EXERCISE DETAILS:
Switch "shrub" to "bush" in the lines below, and keep everything else unchanged.

-- Begin --

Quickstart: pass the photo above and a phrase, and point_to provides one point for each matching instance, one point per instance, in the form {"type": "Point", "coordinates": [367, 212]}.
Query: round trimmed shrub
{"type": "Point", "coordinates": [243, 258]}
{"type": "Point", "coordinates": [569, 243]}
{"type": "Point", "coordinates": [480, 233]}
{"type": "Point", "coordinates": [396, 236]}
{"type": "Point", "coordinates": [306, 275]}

-- End --

TASK RESULT:
Quickstart: pass the photo above and a phrase, and point_to provides one point for each matching instance, one point per instance, in the form {"type": "Point", "coordinates": [367, 212]}.
Query: round trimmed bush
{"type": "Point", "coordinates": [243, 258]}
{"type": "Point", "coordinates": [569, 243]}
{"type": "Point", "coordinates": [480, 233]}
{"type": "Point", "coordinates": [396, 236]}
{"type": "Point", "coordinates": [306, 275]}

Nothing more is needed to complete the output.